* [Entries taken from a collection]:
[BEGIN]

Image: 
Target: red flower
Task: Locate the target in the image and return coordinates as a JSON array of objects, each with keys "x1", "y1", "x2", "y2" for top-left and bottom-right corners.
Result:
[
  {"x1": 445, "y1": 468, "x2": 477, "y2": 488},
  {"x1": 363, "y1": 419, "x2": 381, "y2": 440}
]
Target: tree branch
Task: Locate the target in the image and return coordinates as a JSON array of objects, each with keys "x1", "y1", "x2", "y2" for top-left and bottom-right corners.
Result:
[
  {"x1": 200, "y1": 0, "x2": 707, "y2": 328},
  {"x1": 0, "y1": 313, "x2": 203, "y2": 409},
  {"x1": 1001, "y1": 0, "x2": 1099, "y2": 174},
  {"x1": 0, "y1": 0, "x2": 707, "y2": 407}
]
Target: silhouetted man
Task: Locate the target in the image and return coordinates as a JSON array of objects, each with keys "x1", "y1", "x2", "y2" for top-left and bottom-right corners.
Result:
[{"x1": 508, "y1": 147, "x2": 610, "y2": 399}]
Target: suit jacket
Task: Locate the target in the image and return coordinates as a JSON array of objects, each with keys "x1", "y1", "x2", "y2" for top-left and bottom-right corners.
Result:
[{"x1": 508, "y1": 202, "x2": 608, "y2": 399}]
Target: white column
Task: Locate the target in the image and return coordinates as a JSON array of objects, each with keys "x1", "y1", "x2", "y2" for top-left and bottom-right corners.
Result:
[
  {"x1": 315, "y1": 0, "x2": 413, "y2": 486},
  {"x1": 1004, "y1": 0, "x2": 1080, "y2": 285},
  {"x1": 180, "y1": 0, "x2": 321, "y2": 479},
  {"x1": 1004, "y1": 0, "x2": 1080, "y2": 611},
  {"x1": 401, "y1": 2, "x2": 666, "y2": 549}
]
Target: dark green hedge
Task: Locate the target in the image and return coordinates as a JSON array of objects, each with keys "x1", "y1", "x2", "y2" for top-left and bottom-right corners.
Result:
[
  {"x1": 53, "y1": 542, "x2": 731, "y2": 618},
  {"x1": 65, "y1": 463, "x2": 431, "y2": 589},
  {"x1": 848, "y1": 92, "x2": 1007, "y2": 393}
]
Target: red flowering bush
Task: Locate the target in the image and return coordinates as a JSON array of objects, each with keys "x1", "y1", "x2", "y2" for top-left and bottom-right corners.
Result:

[END]

* [What is required]: Switch each "coordinates" in the entries above to "positions" and write out all the lines again. Keep everything else the same.

* [Exercise result]:
Image: 
Target: red flower
Task: Locate the target in the image and return positions as a JSON array of objects, each with keys "x1", "y1", "x2", "y2" for top-left and bottom-right corners.
Result:
[
  {"x1": 445, "y1": 468, "x2": 477, "y2": 488},
  {"x1": 363, "y1": 419, "x2": 381, "y2": 440}
]
Target: tree branch
Task: Locate the target in the image and return positions as a JSON array of objects, each with keys "x1", "y1", "x2", "y2" for top-left and bottom-right corners.
Result:
[
  {"x1": 200, "y1": 0, "x2": 707, "y2": 328},
  {"x1": 0, "y1": 313, "x2": 203, "y2": 409},
  {"x1": 1001, "y1": 0, "x2": 1099, "y2": 174},
  {"x1": 0, "y1": 0, "x2": 707, "y2": 407}
]
Target: silhouetted man
Task: Locate the target in the image and return positions as a JSON array of objects, each with keys "x1", "y1", "x2", "y2" for top-left and bottom-right corners.
Result:
[{"x1": 508, "y1": 147, "x2": 610, "y2": 399}]
Target: suit jacket
Task: Locate the target in the image and return positions as a JSON array of objects, each with keys "x1", "y1", "x2", "y2" for top-left and bottom-right corners.
Result:
[{"x1": 508, "y1": 202, "x2": 608, "y2": 399}]
Target: white column
Task: Locate the target in the image and return positions as a JSON array of objects, each with keys "x1", "y1", "x2", "y2" for top-left and bottom-right corners.
Result:
[
  {"x1": 315, "y1": 0, "x2": 413, "y2": 486},
  {"x1": 1004, "y1": 0, "x2": 1080, "y2": 285},
  {"x1": 180, "y1": 0, "x2": 321, "y2": 479},
  {"x1": 1004, "y1": 0, "x2": 1080, "y2": 611},
  {"x1": 401, "y1": 2, "x2": 666, "y2": 549}
]
Target: dark green hedge
Task: Locate the target in the image and return positions as a JSON array of objects, each with keys "x1", "y1", "x2", "y2" for top-left and bottom-right corners.
Result:
[
  {"x1": 53, "y1": 542, "x2": 731, "y2": 618},
  {"x1": 65, "y1": 463, "x2": 431, "y2": 589},
  {"x1": 848, "y1": 92, "x2": 1007, "y2": 393}
]
Target: red flowering bush
Task: Locate the target in the image and return positions as a JSON array of objects, each with keys "x1", "y1", "x2", "y2" for top-left and bottom-right corners.
Result:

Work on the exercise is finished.